● PAGE EXTRACT
· · · · ·
[libvirt] [PATCH 1/1] qemu: sync blockjob finishing in qemuDomainGetBlockJobInfo

Thu Nov 28 07:29:08 UTC 2019

On 27.11.2019 17:56, Peter Krempa wrote:
> On Wed, Nov 27, 2019 at 17:19:18 +0300, Nikolay Shirokovskiy wrote:
>> Due to race qemuDomainGetBlockJobInfo can return there is
>> no block job for disk but later call to spawn new blockjob
>> can fail because libvirt internally still not process blockjob
>> finishing. Thus let's wait for blockjob finishing if we
>> report there is no more blockjob.
> 
> Could you please elaborate how this happened? e.g. provide some logs?
> 
> Polling with qemuDomainGetBlockJobInfo will always be racy and if the
> problem is that diskPriv->blockjob is allocated but qemu didn't report
> anything I suspect the problem is somewhere else.
> 
> 
>>
>> Signed-off-by: Nikolay Shirokovskiy <nshirokovskiy at virtuozzo.com>
>> ---
>>  src/qemu/qemu_driver.c | 18 +++++++++++++++++-
>>  1 file changed, 17 insertions(+), 1 deletion(-)
>>
>> diff --git a/src/qemu/qemu_driver.c b/src/qemu/qemu_driver.c
>> index 669c12d6ca..b148df3a57 100644
>> --- a/src/qemu/qemu_driver.c
>> +++ b/src/qemu/qemu_driver.c
>> @@ -17785,12 +17785,26 @@ qemuDomainGetBlockJobInfo(virDomainPtr dom,
>>          goto endjob;
>>      }
>>  
>> +    qemuBlockJobSyncBegin(job);
>> +
>>      qemuDomainObjEnterMonitor(driver, vm);
>>      ret = qemuMonitorGetBlockJobInfo(qemuDomainGetMonitor(vm), job->name, &rawInfo);
>>      if (qemuDomainObjExitMonitor(driver, vm) < 0)
>>          ret = -1;
>> -    if (ret <= 0)
>> +    if (ret < 0)
>> +        goto endjob;
>> +
>> +    if (ret == 0) {
> 
> So if qemu returns that there is no blockjob ...
> 
>> +        qemuBlockJobUpdate(vm, job, QEMU_ASYNC_JOB_NONE);
>> +        while (qemuBlockJobIsRunning(job)) {
> 
> but we think it's still running it's either that the event arrived but
> wasn't processed yet. In that case this would help, but the outcome
> would not differ much from the scenario if the code isn't here as the
> event would be processed later.
· · · · ·
● THE TASKS
(1) According to the libvirt patch discussion, why does the patch make qemuDomainGetBlockJobInfo wait for a block job to finish before it reports that no block job exists? Answer in one to three sentences.
(2) Go on with the libvirt patch discussion about qemuDomainGetBlockJobInfo from the point where the text stops.

● DATA PROVIDED
· · · · ·
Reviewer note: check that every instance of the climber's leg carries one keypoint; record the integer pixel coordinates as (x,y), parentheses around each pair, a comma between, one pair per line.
· · · · ·
● ANSWERS TO THE EXERCISES
(1) Because of a race, qemuDomainGetBlockJobInfo can report that a disk has no block job before libvirt has internally processed the job's completion. A later call to start a new block job can then fail. Waiting for the job to finish before reporting that none exists avoids this.

(2)
> 
> 
>> +            if (virDomainObjWait(vm) < 0) {
>> +                ret = -1;
>> +                goto endjob;
>> +            }
>> +            qemuBlockJobUpdate(vm, job, QEMU_ASYNC_JOB_NONE);
> 
> If there's a bug and qemu doesn't know that there's a job but libvirt
> thinks there's one but qemu is right, this will lock up here as the
> event will never arrive.
> 
>> +        }
>>          goto endjob;
> 
> My suggested solution would be to fake the job from the data in 'job'
> rather than attempt to wait in this case e.g.
> 
> if (ret == 0) {
>     rawStats.type = job->type;
>     rawStats.ready = 0;
> }
> 
> and then make it to qemuBlockJobInfoTranslate which sets some fake
> progress data so that the job looks active.
> 
> That way you get a response that there's a job without the potential to
> deadlock.
> 

Fake progress data does not look nice. May be we should cache progress on qemuDomainGetBlockJobInfo
calls so it will not go backwards after the patch?

I can understand protecting against possible bugs when recovering is not possible or difficult
like case of data corruption. But in this case it is matter of libvirtd restart I guess.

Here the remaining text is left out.